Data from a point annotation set
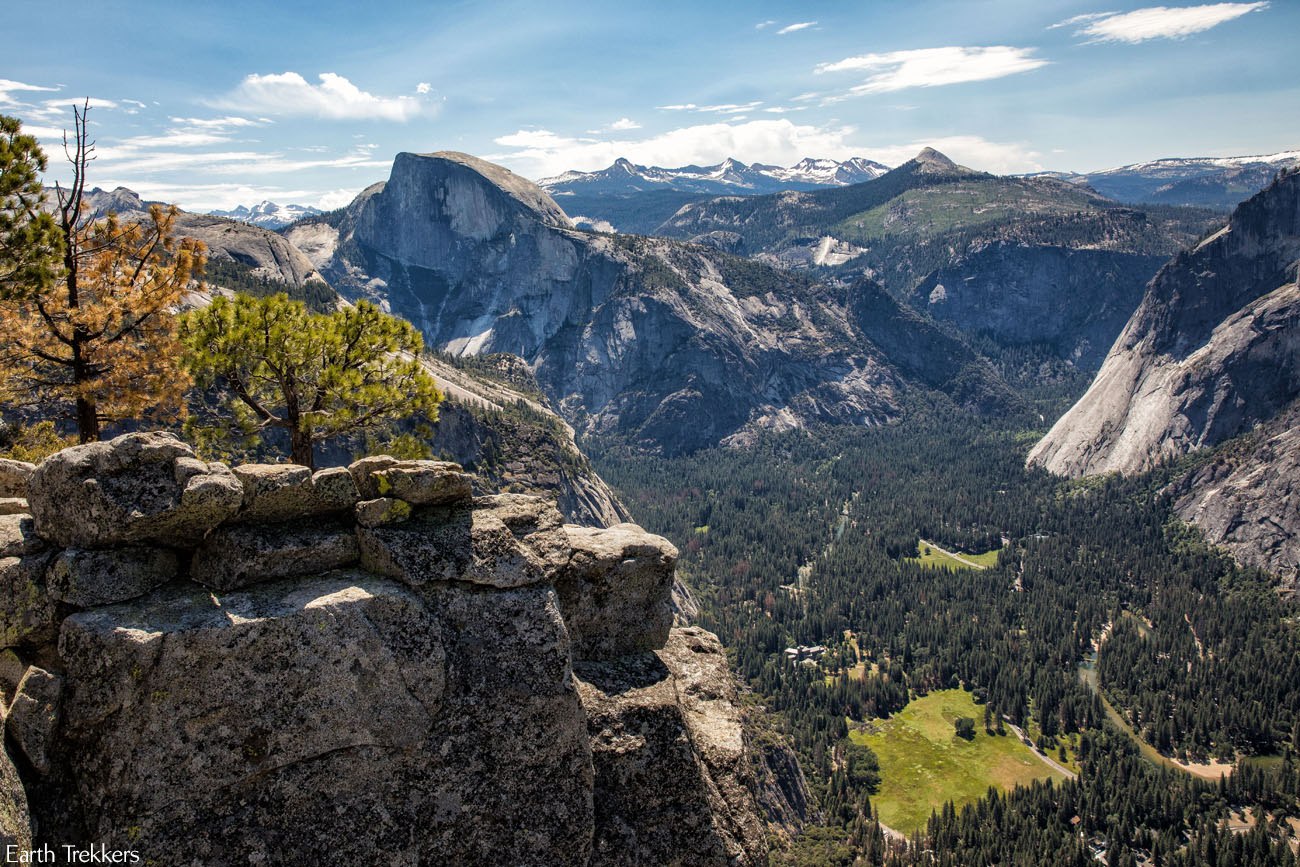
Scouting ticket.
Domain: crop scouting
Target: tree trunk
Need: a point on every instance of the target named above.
(87, 421)
(300, 447)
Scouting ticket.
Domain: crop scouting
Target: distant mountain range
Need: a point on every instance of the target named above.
(1208, 182)
(728, 177)
(268, 215)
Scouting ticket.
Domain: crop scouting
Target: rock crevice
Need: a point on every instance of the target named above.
(267, 666)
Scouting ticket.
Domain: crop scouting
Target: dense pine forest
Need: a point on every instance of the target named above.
(813, 537)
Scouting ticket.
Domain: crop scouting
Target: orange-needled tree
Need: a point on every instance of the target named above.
(99, 341)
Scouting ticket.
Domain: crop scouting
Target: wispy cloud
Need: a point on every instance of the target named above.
(1157, 22)
(620, 125)
(334, 98)
(9, 87)
(541, 152)
(934, 66)
(726, 108)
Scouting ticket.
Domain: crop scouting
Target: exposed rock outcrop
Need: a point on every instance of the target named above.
(419, 709)
(1075, 300)
(497, 421)
(1212, 352)
(675, 346)
(259, 252)
(1247, 498)
(667, 733)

Work to be completed:
Rewrite every line of the data above, requests included, but multiply each point coordinate in the answers by 0.25 and round the result to a whole number, with halves rounded up. Omit the pictures.

Exercise response:
Scouting ticket.
Domain: crop scouting
Target: tree trunk
Need: a point on every instance of the target named above.
(22, 105)
(75, 112)
Scouting ticket.
Domain: crop scouting
Target: distant mountain range
Need: a point on every instance of the target named above.
(302, 46)
(182, 44)
(67, 54)
Scouting ticket.
Domain: crop scouting
Target: rock crevice
Need: a point on every instance of the target named above.
(67, 167)
Scouting ticket.
Domain: crop scouting
Target: dense pine forest
Need: a point on every instance of the target named above.
(203, 134)
Scouting ticket.
Domain: crop scouting
Target: orange-needled tree
Need: a point on every instance of the target named above.
(25, 85)
Scouting ticket.
Domain: crop scouting
Target: wispy cloud
Need: a point on every instance of the target named above.
(289, 6)
(155, 31)
(84, 25)
(2, 22)
(135, 38)
(234, 17)
(182, 27)
Scouting ticket.
Domain: crop scouting
Target: exposed rock outcrop
Need: a point on every instance of the target named above.
(105, 177)
(269, 75)
(124, 105)
(303, 88)
(169, 87)
(65, 63)
(312, 125)
(167, 183)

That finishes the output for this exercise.